TASK TO CARRY OUT - Rewrite the lines below as a numbered list, skipping any blank lines and omitting the pictures.

——

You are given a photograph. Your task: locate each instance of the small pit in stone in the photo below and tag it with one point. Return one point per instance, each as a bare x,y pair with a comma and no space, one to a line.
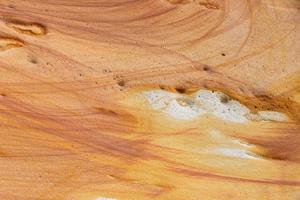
180,90
121,83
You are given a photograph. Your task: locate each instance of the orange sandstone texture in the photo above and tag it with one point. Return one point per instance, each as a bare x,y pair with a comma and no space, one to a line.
152,99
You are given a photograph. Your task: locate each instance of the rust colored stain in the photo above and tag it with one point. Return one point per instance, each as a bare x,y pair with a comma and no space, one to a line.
33,29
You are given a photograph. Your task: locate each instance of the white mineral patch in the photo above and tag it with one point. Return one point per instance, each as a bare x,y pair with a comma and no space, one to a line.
184,112
215,103
239,153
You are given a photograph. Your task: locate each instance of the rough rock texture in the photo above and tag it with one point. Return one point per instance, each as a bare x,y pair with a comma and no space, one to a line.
78,122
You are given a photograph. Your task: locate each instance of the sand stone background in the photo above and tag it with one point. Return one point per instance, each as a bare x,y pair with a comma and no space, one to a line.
98,99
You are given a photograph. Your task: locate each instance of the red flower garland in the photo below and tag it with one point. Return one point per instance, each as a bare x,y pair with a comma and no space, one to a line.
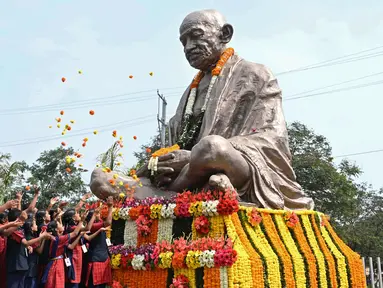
202,225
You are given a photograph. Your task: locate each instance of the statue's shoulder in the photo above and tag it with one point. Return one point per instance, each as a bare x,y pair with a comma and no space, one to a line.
256,69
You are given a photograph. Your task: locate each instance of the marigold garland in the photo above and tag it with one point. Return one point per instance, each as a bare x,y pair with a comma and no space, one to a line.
241,270
257,270
340,259
330,261
211,277
320,261
356,266
309,257
280,249
264,248
259,240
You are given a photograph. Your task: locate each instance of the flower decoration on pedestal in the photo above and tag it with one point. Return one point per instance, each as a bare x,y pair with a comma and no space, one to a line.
181,281
291,219
143,225
254,217
202,225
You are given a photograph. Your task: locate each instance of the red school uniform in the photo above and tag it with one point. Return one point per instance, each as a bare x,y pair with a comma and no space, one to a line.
76,260
54,274
3,253
99,263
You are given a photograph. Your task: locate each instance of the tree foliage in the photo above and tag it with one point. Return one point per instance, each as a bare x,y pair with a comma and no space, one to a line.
49,173
11,175
355,209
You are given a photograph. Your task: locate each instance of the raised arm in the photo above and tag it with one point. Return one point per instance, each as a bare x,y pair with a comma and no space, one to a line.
72,245
52,202
109,218
76,231
92,236
32,206
9,205
82,201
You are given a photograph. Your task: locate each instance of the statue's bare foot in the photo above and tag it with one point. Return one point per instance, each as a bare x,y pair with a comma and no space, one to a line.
220,181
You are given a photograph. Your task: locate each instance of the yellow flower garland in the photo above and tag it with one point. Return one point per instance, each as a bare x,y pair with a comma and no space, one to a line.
263,246
241,270
217,227
280,249
341,261
299,266
189,273
358,278
317,252
257,269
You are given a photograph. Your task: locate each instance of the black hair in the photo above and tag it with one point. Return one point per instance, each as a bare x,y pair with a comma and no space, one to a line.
27,227
67,219
14,214
52,212
89,216
51,228
40,215
3,217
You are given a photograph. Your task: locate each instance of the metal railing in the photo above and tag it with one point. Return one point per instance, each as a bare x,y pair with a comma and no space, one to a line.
373,272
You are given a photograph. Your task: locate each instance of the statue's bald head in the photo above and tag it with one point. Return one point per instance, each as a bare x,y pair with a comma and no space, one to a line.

——

CORRECT ANSWER -
1. You are given a photograph. Your task: locate each instance of the small pit in stone in the photo below and tag it with one point. Return one point per instance, each as a bare x,y pair with a comma and no space, one to a line.
2. 180,90
3. 121,83
4. You are given a photograph. Your task: locate each instance of the orange sandstone texture in the photo above and tag it with one point. Return one point per instance, each as a bare x,y pair with a comma and no space, one to a line.
5. 152,99
6. You are given a photograph. Your task: locate each instance of the rust colored stain in the photo above and tag it with one point. Return one point per instance, each as a bare x,y pair with a comma and no space, one to a line.
7. 33,29
8. You are given a photograph. Your task: locate each instance of the white mineral patch in the photo above and tag it with one point. Return one point per instance, each as a bare x,y pair with a comma and no space, one to a line.
9. 184,112
10. 215,103
11. 239,153
12. You are given a photograph. Your task: locate each instance of the rough rock texture in the photo above and tag it with one point. Return one point per instance, each as a bare x,y pair with a comma and no space, one to a line.
13. 78,122
14. You are given a photograph. Your task: locate each instance of the sand stone background in the photo above and tag it with one point. Return one point per instance, each as a bare x,y pair with a comma and no space, one to a line.
15. 98,99
16. You are given a photograph. Your task: locate each instance of the red flower garland in the photo below and tag it with one point. Return one point per instance, each as a bare x,y pair with a comma and no space, one to a line.
17. 202,225
18. You are given a photograph. Your task: locate each instance of the statue's shoulder in the photo above and tag it with one point. Return one point per instance, each as a bare x,y pair with a comma and no space, one to a line.
19. 256,69
20. You are given a photograph. Your task: locate each instance of the marigold garland in the photo above and tag it with one point. Return one point per instance, each as a bare x,y pair with a comma and no space, one to a line.
21. 241,270
22. 257,270
23. 340,259
24. 330,261
25. 211,277
26. 320,261
27. 356,266
28. 309,257
29. 280,249
30. 264,248
31. 259,240
32. You are given a photograph. Your task: locate each instance of the flower decoration on pedestal in the photo above and tag it with one point. Return one point per instance, each as a bare x,y pair with a comma and no space, one to a line.
33. 181,281
34. 291,219
35. 143,225
36. 254,217
37. 202,225
38. You are given a photograph. Your task: locate each instance of the red school uniform in the photo above and tag it with one point. Return one point per instance, each as a bare x,y pair with a comma and no space, one to a line.
39. 76,260
40. 54,274
41. 3,253
42. 99,263
43. You are given a photograph. Your task: locate each instance of the tree foliage in the photo above and tag it with one point. Return one point per instance, each as a bare x,y pair with a comma and no space, one to a line.
44. 49,173
45. 11,175
46. 355,209
47. You are given a photograph. Your task: locate each instance of the raised arm in the photo above and tag it with one point. Return one point per instance, each as a bare x,y pair with a comma and no space, one to a line.
48. 72,245
49. 52,202
50. 109,218
51. 76,231
52. 92,236
53. 32,206
54. 9,205
55. 82,201
56. You are given a photograph. Your task: locate each instance of the statue's bare foot in the photo above and tag it with one point. Return one point per instance, each as a bare x,y pair with a comma and no space, one to a line.
57. 220,181
58. You are given a photograph. Your task: locate each instance of the yellow flower garland in the photo above and tag it with one point. Return one point per instance, each as a bare x,y pair with a comma and no space, one to a line.
59. 263,246
60. 241,270
61. 217,227
62. 280,249
63. 341,261
64. 299,266
65. 189,273
66. 358,278
67. 317,252
68. 257,269
69. You are given a photograph. Your task: locate each instance of the black hair in the photo above and tag it with one point. Return one point per instance, each as a bare x,y pair with a comma and no space, one to a line.
70. 27,227
71. 67,219
72. 14,214
73. 52,212
74. 89,216
75. 51,228
76. 40,215
77. 3,217
78. You are given a photograph. Your task: locate each instance of the metal railing in the photo above and tag it with one point. Return one point per instance, each as a bare x,y pair with a comma and no space, one to a line.
79. 373,272
80. You are given a photograph. Your task: locate each instance of the statue's bald head in the photo above and tag it with one point. Return one point per instance, each as a bare x,y pair with a comma and no space, one to a line.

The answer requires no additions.